▼

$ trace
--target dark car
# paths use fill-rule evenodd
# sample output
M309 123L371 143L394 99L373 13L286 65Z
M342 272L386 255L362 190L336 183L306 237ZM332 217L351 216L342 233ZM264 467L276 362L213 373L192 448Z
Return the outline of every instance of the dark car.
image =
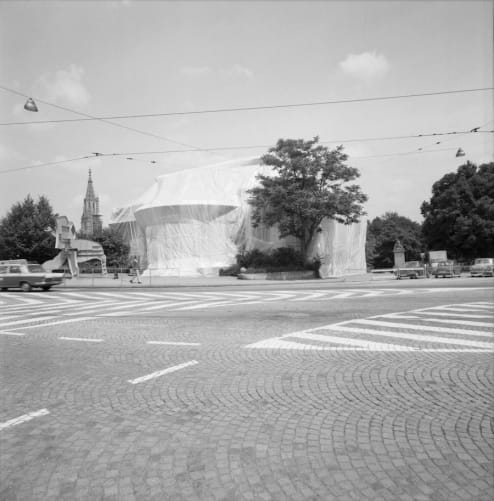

▲

→ **WHAT IS NEEDED**
Extract each line from the entries above that contains the string "dark".

→ **THE ANSWER**
--target dark car
Return the outline of every instance of the dark car.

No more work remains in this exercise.